Try it: Set down, word for word, every line of the listing below, starting with the one that contains "pixel 241 222" and ending with the final line. Include nothing else.
_____
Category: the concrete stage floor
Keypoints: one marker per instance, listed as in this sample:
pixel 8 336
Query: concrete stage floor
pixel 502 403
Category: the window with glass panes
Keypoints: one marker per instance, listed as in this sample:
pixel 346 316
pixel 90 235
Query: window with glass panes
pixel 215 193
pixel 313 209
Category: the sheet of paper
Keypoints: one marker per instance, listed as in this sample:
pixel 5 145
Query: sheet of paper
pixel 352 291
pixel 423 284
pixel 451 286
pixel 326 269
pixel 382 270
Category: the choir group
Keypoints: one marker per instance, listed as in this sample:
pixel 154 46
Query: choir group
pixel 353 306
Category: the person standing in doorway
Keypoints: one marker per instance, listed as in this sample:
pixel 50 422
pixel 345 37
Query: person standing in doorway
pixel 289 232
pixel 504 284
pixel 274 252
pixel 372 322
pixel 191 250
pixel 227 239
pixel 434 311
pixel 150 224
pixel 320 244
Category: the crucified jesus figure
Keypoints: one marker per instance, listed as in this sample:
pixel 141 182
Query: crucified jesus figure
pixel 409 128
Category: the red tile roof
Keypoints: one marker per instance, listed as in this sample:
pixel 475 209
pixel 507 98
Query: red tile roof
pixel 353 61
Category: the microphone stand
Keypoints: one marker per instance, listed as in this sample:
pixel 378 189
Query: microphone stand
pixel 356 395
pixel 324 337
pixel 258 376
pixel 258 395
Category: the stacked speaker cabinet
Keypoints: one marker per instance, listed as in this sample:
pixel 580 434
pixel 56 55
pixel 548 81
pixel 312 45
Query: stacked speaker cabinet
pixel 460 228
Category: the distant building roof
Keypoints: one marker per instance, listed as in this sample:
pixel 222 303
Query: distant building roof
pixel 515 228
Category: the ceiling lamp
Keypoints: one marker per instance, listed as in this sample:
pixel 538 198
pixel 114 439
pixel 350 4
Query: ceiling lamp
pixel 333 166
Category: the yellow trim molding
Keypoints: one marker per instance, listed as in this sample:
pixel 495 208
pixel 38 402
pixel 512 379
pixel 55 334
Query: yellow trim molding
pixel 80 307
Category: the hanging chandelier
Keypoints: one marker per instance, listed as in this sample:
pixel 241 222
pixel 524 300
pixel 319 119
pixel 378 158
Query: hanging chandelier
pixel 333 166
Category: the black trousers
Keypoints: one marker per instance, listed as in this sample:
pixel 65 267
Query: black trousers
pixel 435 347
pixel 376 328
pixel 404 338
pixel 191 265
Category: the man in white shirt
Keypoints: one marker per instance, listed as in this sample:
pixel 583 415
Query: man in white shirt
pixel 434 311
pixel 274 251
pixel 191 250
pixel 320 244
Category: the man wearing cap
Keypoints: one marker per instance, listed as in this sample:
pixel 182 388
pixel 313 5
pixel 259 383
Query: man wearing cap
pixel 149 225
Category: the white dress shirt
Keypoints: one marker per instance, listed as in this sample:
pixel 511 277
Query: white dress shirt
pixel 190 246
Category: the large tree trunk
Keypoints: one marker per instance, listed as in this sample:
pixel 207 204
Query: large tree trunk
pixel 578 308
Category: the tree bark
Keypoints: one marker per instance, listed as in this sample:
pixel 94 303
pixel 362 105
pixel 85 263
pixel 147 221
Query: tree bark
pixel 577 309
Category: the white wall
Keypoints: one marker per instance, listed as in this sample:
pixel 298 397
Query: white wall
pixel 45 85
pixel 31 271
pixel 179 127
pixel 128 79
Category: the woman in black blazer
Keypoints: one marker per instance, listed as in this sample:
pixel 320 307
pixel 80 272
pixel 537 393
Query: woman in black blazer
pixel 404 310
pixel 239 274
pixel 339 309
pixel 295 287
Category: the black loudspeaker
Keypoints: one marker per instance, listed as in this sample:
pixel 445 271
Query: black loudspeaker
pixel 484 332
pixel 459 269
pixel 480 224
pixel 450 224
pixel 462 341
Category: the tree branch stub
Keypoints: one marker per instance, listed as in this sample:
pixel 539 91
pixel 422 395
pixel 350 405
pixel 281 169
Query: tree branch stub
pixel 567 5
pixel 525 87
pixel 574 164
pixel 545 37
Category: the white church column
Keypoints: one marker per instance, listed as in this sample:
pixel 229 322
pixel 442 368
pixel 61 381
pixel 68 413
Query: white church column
_____
Solution to this task:
pixel 241 222
pixel 524 300
pixel 319 119
pixel 378 158
Query: hanging chandelier
pixel 333 166
Category: the black trousers
Keypoints: one marker per instance, listed as in this sample:
pixel 65 267
Query: black trousers
pixel 435 347
pixel 376 328
pixel 404 338
pixel 191 265
Category: the man in white shirt
Keypoints: one marker per instance, listed as in this sample:
pixel 583 415
Query: man in white shirt
pixel 434 311
pixel 274 251
pixel 191 250
pixel 320 244
Category: the man wearing cap
Keypoints: one marker per instance, listed as in this sample:
pixel 182 388
pixel 313 5
pixel 259 383
Query: man wearing cap
pixel 149 225
Category: the white dress shirt
Keypoints: one marker per instance, listed as in this sample:
pixel 511 277
Query: white dress shirt
pixel 190 246
Category: the large tree trunk
Keypoints: one marker per instance, listed as in this sample:
pixel 207 204
Query: large tree trunk
pixel 578 308
Category: the tree bark
Keypoints: one marker per instance, listed as in this sample:
pixel 94 303
pixel 362 105
pixel 85 263
pixel 147 221
Query: tree bark
pixel 577 309
Category: the white wall
Keypoints: one marker per instance, listed as in this sample:
pixel 298 397
Query: white wall
pixel 45 85
pixel 31 271
pixel 179 127
pixel 128 79
Category: the woman in black blazer
Keypoints: one marker per instance, listed as in this sample:
pixel 320 307
pixel 80 272
pixel 537 393
Query: woman in black blazer
pixel 404 310
pixel 239 274
pixel 339 309
pixel 295 287
Category: the black loudspeaker
Keypoints: one marker per instance, listed as in this sample:
pixel 445 271
Query: black loudspeaker
pixel 484 332
pixel 459 269
pixel 480 224
pixel 450 224
pixel 462 341
Category: the tree branch stub
Keypoints: one marker per instance, listed as in this sample:
pixel 539 91
pixel 422 395
pixel 350 405
pixel 281 169
Query: tree branch stub
pixel 567 5
pixel 525 87
pixel 574 164
pixel 545 37
Category: the white church column
Keypoints: one marker per instance, listed as in this sample:
pixel 229 322
pixel 442 368
pixel 61 381
pixel 68 413
Query: white church column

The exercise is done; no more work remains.